Excerpt provided:
Estate of Strocchia v. City of Chicago

Decision Date01 November 1996
Docket NumberNo. 1-94-2439,1-94-2439
Citation284 Ill.App.3d 891,672 N.E.2d 919
Parties, 220 Ill.Dec. 102 ESTATE OF Ralph STROCCHIA, Plaintiff-Appellant, v. The CITY OF CHICAGO, Leroy Martin, Superintendent of Police, Fred Rice, Jr., Dennis E. Nowicki, Joseph Beazley and John Sheerin, Defendants-Appellees.
CourtUnited States Appellate Court of Illinois

J. Peter Dowd, Anne L. Hunter of Dowd & Bloch, Chicago, for Plaintiff-Appellant.

Lawrence Rosenthal, Benna Ruth Solomon, Susan S. Sher of Corporation Counsel of the City of Chicago (Julian N. Henriques, Jr., of counsel), for Defendants-Appellees.

Justice HOURIHANE delivered the opinion of the court:

This appeal arises out of a civil rights action filed by Ralph Strocchia (Strocchia), a career service officer with the Chicago Police Department, against the City of Chicago, pursuant to the provisions of 42 U.S.C. § 1983 (1988). 1 Strocchia claimed that the department's handling of his request for reinstatement to the police force following an approved leave of absence resulted in violations of his procedural and substantive due process rights. Strocchia appeals from the judgment of the circuit court entered upon a jury verdict in favor of the city.

Records supplied:
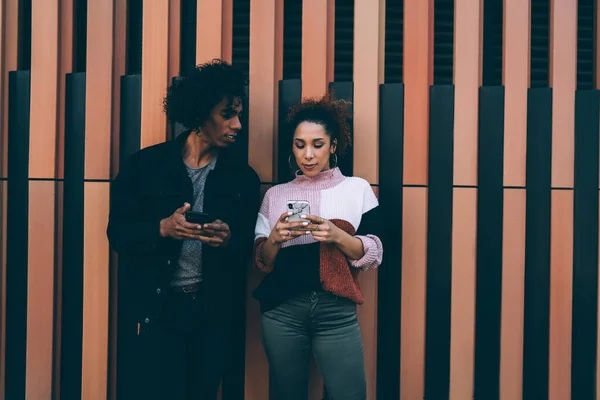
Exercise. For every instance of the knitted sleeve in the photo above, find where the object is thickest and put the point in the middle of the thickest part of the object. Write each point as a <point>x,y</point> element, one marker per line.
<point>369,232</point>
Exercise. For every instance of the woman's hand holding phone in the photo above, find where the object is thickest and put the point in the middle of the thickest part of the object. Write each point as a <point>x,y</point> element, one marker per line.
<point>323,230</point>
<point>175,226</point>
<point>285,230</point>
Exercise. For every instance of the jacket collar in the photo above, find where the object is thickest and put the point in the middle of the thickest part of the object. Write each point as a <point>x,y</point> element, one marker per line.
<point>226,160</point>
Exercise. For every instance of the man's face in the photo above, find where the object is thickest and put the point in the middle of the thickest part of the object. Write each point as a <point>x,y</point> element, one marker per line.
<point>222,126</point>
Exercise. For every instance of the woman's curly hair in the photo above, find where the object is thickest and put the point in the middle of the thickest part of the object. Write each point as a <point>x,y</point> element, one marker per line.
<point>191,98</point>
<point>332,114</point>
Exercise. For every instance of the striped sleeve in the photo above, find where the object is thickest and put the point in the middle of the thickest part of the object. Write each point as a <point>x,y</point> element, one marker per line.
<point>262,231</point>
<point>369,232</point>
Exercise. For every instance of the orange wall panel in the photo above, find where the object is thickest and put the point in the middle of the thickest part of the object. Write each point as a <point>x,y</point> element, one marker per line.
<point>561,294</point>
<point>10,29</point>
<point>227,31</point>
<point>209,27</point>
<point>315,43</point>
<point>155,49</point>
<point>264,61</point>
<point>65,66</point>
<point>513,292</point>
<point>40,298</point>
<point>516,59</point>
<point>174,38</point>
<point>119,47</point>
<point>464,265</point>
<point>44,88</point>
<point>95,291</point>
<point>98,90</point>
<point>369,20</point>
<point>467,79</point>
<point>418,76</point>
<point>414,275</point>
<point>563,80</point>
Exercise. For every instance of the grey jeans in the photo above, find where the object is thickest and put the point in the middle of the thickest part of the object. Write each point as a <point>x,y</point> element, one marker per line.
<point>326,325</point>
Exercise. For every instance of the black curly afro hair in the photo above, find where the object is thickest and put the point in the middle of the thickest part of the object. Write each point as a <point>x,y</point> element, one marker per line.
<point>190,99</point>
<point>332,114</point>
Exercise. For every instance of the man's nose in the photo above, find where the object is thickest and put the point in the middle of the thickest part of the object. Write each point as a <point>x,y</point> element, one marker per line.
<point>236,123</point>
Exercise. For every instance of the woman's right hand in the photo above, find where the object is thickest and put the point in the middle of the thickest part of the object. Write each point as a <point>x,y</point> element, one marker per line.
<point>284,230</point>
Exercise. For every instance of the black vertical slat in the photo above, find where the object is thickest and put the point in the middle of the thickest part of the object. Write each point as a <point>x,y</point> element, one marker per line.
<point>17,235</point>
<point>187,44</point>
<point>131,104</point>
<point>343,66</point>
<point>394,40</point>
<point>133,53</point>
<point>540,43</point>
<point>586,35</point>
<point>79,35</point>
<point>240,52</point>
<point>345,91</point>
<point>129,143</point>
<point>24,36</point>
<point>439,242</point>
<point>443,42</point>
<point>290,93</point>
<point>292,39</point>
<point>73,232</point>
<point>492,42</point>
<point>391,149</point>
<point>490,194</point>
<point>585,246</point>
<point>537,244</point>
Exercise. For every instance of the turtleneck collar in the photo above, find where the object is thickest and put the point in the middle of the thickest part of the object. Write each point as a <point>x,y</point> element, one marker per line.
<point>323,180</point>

==

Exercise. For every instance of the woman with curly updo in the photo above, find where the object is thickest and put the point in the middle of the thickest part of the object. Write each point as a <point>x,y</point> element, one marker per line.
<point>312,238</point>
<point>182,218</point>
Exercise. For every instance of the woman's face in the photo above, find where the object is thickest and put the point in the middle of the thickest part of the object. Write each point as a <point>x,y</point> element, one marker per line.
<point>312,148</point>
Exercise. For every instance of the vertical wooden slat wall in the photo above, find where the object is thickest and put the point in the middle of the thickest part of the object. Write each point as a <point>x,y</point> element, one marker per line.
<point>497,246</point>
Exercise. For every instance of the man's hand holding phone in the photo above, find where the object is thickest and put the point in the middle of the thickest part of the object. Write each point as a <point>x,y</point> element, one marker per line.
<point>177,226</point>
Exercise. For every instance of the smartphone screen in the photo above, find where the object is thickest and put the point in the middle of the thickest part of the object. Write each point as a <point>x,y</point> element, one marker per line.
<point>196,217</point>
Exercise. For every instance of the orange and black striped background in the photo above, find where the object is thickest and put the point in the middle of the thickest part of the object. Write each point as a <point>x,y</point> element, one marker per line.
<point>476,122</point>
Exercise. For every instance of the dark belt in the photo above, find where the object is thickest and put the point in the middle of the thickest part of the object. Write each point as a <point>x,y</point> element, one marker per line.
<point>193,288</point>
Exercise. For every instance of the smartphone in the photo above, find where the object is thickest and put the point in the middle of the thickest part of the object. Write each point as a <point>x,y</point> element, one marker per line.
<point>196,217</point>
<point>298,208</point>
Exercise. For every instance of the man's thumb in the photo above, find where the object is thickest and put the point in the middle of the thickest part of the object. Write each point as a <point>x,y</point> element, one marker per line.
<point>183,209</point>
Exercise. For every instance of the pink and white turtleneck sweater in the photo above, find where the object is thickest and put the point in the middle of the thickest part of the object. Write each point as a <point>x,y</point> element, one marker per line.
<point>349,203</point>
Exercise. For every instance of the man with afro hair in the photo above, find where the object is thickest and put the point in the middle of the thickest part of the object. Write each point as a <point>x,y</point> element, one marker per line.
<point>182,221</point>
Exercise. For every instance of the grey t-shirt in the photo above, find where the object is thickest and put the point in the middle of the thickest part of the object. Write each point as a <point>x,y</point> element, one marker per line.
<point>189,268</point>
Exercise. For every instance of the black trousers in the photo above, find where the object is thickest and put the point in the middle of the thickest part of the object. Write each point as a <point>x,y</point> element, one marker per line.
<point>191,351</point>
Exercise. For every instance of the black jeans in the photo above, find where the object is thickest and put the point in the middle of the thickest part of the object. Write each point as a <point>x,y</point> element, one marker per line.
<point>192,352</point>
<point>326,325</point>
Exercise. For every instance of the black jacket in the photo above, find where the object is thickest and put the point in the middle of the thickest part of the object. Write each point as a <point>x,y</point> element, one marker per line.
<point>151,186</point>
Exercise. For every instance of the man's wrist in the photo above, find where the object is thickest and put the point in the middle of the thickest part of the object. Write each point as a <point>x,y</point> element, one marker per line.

* * *

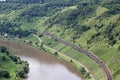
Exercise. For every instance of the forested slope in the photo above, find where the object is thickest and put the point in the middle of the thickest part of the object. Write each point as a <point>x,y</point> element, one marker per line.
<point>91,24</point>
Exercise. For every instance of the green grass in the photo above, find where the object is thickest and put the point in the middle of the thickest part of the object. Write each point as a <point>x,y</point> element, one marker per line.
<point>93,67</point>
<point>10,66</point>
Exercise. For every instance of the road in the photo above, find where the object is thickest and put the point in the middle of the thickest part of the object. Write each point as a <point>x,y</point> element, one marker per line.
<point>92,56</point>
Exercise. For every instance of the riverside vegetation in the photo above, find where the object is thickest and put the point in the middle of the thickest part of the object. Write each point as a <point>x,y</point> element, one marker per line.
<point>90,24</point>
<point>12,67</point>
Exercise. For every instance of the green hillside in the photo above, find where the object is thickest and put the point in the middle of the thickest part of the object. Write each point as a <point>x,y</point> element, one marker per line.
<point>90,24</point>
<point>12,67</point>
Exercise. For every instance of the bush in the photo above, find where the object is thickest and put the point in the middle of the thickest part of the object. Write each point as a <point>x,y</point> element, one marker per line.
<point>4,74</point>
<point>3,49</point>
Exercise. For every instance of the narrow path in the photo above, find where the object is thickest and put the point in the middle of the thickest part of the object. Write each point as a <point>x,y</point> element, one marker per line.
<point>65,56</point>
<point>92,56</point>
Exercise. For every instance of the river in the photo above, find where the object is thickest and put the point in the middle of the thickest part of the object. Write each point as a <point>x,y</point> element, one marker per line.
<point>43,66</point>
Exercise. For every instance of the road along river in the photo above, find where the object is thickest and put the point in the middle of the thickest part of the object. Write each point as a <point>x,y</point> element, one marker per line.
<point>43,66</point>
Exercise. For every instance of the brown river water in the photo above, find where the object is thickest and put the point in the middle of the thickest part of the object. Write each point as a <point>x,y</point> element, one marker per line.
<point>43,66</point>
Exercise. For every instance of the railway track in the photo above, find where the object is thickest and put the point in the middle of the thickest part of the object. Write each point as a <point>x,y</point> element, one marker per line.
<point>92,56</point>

Your goal: In the Strocchia opinion, under what federal statute was the civil rights action filed? The items are separate from the opinion and have nothing to do with it.

Answer box: 42 U.S.C. § 1983 (1988).